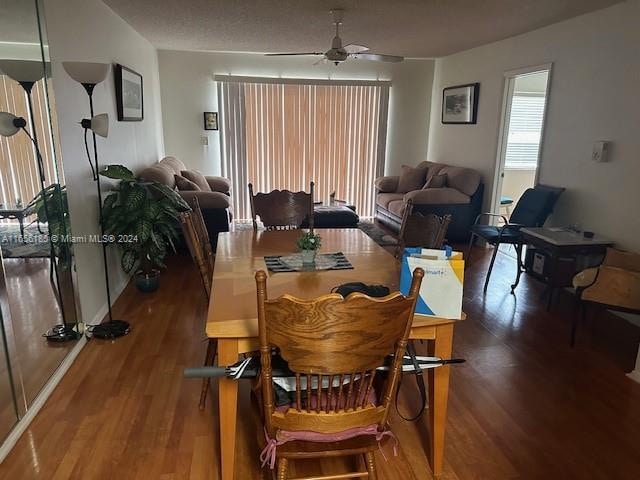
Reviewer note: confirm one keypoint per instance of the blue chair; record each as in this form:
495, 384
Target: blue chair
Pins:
532, 210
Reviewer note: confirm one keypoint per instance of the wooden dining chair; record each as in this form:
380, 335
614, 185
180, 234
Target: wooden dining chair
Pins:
334, 344
282, 209
418, 230
197, 239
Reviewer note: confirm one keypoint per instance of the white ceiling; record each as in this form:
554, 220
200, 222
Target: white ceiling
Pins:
412, 28
18, 21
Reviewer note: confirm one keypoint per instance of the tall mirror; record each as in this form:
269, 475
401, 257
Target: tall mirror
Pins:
39, 304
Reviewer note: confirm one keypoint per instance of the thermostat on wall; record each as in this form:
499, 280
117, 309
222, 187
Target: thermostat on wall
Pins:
600, 152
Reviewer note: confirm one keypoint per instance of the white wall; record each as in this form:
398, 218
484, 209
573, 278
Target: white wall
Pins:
594, 96
87, 30
188, 90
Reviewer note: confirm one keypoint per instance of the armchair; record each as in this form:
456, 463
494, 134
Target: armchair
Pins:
532, 210
614, 285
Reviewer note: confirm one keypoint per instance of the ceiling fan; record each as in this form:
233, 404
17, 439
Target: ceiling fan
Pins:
338, 53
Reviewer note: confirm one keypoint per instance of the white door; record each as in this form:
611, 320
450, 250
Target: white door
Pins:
521, 133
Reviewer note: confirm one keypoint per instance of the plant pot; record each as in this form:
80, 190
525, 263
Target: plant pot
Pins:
308, 256
147, 282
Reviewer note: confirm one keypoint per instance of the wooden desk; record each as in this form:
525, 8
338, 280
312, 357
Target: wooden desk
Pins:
233, 318
557, 243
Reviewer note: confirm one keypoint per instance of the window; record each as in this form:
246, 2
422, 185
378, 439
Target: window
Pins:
283, 134
525, 130
19, 179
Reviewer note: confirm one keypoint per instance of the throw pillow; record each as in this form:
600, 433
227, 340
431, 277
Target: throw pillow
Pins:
437, 181
197, 178
185, 185
411, 179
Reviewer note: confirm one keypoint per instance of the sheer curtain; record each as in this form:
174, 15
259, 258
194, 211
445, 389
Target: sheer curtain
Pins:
283, 134
19, 179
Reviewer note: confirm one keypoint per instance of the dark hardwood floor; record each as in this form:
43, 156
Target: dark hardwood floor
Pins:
524, 406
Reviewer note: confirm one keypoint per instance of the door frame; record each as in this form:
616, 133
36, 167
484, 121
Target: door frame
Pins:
505, 115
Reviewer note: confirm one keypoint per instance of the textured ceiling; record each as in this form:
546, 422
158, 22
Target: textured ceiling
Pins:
18, 21
412, 28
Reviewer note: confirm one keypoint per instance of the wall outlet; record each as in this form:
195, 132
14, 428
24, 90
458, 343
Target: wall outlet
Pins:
600, 152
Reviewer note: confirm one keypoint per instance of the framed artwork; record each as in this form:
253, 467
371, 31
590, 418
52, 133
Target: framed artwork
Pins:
210, 120
460, 104
129, 94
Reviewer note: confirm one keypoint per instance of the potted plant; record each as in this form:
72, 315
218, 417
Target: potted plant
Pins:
142, 217
309, 243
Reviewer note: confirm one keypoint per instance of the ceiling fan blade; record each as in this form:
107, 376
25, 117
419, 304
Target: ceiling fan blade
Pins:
378, 57
287, 54
353, 48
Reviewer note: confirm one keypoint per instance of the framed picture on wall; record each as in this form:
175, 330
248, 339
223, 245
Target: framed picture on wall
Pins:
210, 120
460, 104
129, 94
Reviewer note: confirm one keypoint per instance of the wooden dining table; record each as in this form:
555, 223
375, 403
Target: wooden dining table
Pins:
233, 320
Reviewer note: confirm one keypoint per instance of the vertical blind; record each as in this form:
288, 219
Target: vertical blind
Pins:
285, 135
525, 131
19, 178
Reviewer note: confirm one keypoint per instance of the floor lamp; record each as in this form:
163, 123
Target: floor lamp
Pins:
27, 73
89, 74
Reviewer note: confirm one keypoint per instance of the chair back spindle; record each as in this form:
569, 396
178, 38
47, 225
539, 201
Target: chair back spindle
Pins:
282, 209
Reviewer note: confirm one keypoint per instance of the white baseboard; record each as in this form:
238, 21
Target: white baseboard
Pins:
48, 388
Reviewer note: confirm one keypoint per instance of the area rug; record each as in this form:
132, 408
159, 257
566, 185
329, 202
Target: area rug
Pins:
376, 233
33, 245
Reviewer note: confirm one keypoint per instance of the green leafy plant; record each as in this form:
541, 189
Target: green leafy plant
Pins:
51, 208
309, 241
142, 217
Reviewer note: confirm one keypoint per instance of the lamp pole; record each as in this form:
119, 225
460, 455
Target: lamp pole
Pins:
89, 88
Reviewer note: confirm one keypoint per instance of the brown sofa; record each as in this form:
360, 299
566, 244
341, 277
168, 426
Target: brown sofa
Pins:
215, 204
461, 196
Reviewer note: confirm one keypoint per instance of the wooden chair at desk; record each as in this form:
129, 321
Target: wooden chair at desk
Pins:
282, 209
614, 285
417, 230
349, 417
197, 239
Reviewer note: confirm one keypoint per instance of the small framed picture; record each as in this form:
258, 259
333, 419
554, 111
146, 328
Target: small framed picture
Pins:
129, 94
460, 104
210, 120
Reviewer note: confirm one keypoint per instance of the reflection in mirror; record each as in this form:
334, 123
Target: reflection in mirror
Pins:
35, 244
8, 401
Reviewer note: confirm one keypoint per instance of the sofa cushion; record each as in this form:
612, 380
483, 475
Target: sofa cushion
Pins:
436, 181
387, 184
383, 199
437, 196
411, 178
173, 164
464, 179
197, 178
159, 173
397, 207
207, 200
185, 185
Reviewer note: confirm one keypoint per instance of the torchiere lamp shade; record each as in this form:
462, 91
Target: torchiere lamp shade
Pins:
10, 124
23, 70
87, 72
98, 124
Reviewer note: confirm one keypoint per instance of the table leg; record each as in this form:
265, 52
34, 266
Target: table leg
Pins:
438, 395
21, 221
228, 405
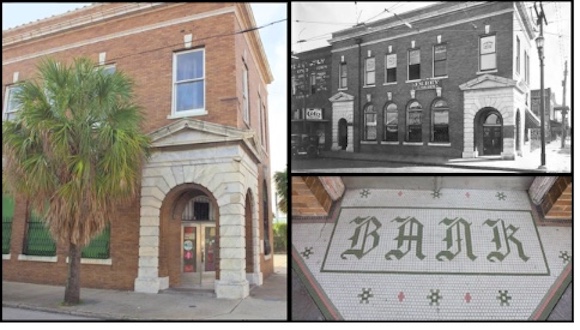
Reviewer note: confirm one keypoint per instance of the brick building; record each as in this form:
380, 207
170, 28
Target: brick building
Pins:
450, 79
310, 93
202, 218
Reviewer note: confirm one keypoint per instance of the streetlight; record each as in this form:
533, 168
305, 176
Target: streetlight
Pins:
540, 45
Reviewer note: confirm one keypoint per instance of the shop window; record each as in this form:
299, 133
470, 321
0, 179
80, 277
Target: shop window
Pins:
266, 221
414, 122
189, 83
38, 240
198, 209
487, 54
369, 71
370, 133
7, 216
391, 123
440, 120
98, 248
11, 106
440, 60
390, 68
342, 73
414, 64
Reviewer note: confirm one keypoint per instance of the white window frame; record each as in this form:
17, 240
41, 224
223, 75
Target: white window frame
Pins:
9, 112
246, 93
193, 112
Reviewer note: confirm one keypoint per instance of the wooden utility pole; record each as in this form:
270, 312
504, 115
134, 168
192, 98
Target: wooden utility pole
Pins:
564, 110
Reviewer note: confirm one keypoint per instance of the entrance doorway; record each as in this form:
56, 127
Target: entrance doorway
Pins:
492, 137
198, 254
342, 134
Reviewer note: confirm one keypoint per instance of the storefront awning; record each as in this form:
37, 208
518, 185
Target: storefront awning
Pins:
532, 121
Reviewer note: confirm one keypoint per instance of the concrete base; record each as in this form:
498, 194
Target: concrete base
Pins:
151, 284
232, 290
255, 278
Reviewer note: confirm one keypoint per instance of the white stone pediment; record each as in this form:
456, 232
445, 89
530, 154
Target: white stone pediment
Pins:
341, 97
191, 132
488, 81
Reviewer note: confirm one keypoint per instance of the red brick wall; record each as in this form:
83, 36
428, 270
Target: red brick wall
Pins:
309, 197
146, 57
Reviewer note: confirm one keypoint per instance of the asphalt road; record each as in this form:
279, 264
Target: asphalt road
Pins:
323, 165
17, 314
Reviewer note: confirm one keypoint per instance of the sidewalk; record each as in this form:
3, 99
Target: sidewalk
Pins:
267, 302
558, 160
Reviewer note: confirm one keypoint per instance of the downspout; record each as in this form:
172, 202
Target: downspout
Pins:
358, 126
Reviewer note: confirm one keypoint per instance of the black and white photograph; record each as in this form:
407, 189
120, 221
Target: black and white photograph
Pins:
429, 87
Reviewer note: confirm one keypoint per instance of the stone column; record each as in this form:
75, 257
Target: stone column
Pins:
232, 283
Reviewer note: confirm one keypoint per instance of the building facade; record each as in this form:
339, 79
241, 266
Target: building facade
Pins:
310, 93
450, 79
203, 215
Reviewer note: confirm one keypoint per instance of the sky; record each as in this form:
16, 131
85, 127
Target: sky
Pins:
274, 39
316, 29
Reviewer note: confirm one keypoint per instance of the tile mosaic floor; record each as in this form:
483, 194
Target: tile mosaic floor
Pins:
424, 255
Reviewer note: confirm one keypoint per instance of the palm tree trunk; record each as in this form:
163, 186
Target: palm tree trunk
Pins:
72, 293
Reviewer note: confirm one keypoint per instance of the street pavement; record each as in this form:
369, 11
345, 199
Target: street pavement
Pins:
558, 160
267, 302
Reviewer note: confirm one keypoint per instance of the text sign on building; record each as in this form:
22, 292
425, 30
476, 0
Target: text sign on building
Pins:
426, 84
313, 114
433, 240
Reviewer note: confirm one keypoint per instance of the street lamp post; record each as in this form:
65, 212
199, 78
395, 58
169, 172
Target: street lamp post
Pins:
540, 44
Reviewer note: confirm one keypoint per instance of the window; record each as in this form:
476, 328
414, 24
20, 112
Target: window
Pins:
518, 55
266, 221
440, 61
189, 83
38, 241
391, 68
391, 123
11, 106
342, 71
246, 94
487, 58
198, 209
414, 122
370, 133
369, 71
414, 64
440, 120
98, 248
7, 216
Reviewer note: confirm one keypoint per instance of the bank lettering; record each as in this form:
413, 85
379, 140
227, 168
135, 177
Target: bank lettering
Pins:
458, 239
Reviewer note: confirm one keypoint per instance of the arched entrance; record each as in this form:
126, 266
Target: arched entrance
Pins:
189, 242
342, 134
488, 132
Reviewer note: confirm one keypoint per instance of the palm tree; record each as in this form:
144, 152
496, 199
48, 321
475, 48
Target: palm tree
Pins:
75, 152
281, 181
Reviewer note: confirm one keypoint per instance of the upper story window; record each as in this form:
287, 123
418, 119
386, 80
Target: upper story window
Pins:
342, 71
189, 83
369, 71
11, 106
390, 68
440, 60
487, 53
414, 60
440, 120
246, 94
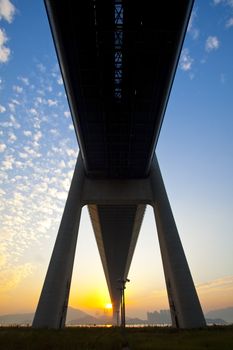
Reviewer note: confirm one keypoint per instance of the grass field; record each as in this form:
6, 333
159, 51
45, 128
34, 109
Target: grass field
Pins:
148, 338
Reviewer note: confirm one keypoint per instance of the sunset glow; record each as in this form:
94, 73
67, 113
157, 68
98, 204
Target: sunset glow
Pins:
38, 153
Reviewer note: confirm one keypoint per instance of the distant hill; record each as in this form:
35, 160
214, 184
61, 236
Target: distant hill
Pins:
20, 319
225, 314
216, 321
135, 321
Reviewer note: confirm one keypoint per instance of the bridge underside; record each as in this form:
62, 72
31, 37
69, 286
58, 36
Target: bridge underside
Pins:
118, 60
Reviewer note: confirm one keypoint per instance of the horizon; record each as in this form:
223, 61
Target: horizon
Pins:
38, 150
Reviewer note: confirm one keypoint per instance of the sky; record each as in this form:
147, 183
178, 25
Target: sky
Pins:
38, 151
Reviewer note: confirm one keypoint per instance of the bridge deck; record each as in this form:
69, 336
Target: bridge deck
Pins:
118, 60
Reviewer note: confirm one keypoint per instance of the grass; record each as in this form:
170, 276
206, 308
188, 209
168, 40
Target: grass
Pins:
147, 338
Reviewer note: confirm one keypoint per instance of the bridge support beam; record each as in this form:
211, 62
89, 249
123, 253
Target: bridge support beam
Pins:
184, 304
117, 249
52, 307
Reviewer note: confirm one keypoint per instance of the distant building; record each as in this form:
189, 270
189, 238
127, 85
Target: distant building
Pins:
161, 317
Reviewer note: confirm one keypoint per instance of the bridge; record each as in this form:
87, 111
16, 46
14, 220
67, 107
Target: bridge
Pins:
118, 59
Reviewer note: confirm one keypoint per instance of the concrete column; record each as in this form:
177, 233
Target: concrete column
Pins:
52, 307
185, 307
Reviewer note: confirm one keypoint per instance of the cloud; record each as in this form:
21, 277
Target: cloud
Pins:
4, 51
59, 80
186, 60
67, 114
7, 10
12, 137
192, 29
229, 23
27, 133
2, 109
24, 80
17, 89
2, 147
10, 277
52, 102
212, 43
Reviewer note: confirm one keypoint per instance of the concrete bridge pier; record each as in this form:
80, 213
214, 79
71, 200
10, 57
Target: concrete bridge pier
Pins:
52, 307
184, 304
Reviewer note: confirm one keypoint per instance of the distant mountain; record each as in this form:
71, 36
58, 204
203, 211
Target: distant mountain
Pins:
225, 314
73, 314
216, 321
86, 320
20, 319
135, 321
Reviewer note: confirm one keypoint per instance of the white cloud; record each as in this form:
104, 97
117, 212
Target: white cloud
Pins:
37, 136
67, 114
12, 137
229, 22
10, 277
41, 67
4, 51
2, 147
186, 60
192, 29
17, 89
8, 163
52, 102
2, 109
27, 133
222, 78
24, 80
212, 43
7, 10
33, 111
60, 81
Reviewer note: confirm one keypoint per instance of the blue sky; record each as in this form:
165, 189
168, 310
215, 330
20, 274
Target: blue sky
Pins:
38, 150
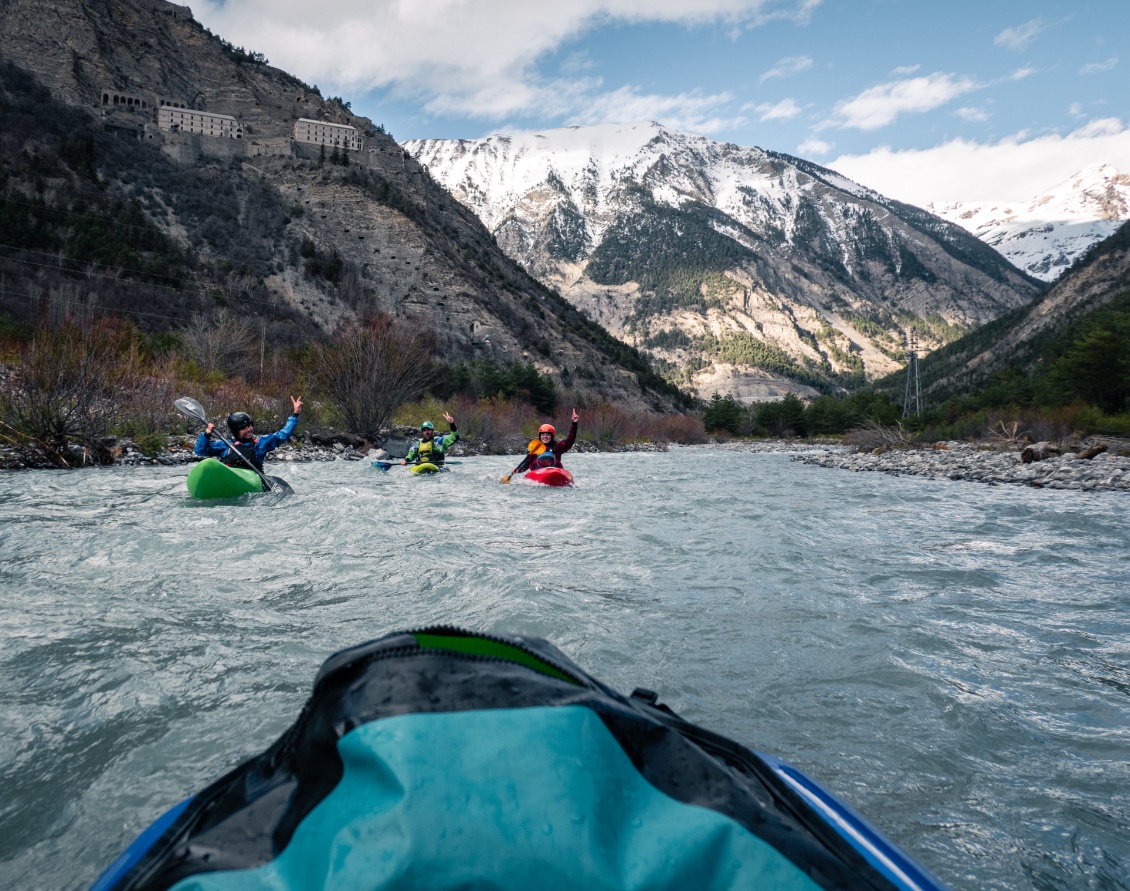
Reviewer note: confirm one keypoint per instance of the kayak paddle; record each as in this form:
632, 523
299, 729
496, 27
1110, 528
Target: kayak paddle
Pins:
389, 465
193, 411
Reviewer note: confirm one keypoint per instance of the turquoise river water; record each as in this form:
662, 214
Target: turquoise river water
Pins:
953, 659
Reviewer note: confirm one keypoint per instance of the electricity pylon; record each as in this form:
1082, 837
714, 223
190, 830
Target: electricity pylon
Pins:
913, 394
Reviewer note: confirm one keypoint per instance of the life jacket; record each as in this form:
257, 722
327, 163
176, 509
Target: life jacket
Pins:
248, 450
426, 452
547, 458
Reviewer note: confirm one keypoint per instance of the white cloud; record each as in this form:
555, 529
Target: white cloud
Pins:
1096, 68
461, 57
1019, 37
781, 111
880, 105
788, 67
690, 112
972, 114
814, 148
1013, 170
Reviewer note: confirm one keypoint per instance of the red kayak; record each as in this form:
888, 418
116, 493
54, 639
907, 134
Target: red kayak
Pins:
550, 476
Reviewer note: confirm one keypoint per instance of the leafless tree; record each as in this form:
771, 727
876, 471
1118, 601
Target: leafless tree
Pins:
371, 369
220, 343
69, 388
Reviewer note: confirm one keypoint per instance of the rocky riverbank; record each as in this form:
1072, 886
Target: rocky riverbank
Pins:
1086, 466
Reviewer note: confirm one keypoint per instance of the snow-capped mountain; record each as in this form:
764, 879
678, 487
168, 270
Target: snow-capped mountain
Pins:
745, 270
1044, 235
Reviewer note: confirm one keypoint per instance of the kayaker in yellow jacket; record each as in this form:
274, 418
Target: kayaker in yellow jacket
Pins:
427, 448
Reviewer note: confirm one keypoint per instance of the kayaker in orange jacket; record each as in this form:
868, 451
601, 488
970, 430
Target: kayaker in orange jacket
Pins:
546, 451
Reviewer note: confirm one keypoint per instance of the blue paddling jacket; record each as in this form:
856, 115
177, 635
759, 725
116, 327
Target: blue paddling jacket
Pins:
255, 450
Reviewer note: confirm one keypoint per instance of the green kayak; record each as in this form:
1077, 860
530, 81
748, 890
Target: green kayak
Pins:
213, 479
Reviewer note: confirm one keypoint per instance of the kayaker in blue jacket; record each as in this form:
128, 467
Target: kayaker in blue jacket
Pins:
427, 448
244, 440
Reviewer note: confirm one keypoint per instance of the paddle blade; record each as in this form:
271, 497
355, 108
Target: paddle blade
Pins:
191, 408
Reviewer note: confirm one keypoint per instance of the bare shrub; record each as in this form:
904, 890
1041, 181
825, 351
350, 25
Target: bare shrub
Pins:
871, 434
1007, 433
69, 388
370, 370
222, 343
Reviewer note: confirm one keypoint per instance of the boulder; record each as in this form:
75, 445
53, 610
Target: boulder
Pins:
1086, 455
1040, 451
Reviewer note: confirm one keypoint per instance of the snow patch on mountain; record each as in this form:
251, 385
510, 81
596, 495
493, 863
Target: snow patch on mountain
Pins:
1046, 234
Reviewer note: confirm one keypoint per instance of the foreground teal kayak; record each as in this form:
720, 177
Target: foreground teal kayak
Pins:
442, 759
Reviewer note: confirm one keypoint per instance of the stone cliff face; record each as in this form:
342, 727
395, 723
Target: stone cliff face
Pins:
742, 270
398, 242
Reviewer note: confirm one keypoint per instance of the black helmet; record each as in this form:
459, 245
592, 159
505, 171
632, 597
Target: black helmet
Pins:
237, 421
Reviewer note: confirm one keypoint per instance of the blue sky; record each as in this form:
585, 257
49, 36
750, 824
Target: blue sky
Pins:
952, 100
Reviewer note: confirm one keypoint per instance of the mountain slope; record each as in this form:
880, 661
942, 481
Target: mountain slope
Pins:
262, 224
741, 270
1018, 338
1046, 234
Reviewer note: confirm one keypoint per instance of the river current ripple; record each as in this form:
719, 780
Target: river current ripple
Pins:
949, 658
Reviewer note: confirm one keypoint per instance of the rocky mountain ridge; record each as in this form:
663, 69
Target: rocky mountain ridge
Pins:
272, 226
1045, 234
741, 270
1017, 338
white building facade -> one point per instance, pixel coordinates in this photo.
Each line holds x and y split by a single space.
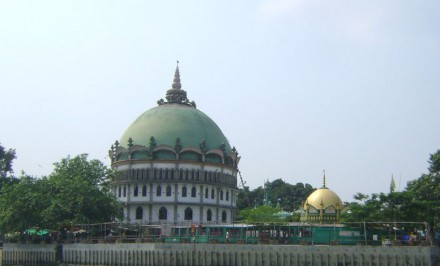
174 165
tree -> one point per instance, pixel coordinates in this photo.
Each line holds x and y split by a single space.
262 214
21 204
291 196
77 192
80 193
417 203
6 158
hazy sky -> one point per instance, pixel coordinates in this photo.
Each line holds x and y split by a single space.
297 86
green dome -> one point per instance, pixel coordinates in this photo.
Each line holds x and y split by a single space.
170 121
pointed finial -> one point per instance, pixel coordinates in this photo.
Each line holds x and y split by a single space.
176 82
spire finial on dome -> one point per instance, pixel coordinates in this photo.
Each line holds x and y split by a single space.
175 94
176 82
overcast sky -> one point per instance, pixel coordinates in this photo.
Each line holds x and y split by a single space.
297 86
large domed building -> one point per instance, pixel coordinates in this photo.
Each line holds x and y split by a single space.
175 165
322 206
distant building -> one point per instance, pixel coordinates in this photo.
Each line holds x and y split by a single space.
174 165
322 206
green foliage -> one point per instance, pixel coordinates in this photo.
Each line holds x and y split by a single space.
419 202
76 192
291 196
262 214
21 204
6 158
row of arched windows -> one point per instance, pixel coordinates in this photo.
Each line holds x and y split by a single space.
183 174
163 214
122 191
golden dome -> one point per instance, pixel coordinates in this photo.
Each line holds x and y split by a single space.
323 198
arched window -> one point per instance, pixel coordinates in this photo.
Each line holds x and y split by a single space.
188 213
163 213
209 215
139 213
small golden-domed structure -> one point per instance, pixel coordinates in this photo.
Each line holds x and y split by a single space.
322 206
—————
WORK INSTRUCTIONS:
Go through the records and show every line with the string "textured" in it.

TASK RESULT:
Reviewer note: confirm one keypoint per instance of the textured ceiling; record each as in this form:
Target: textured ceiling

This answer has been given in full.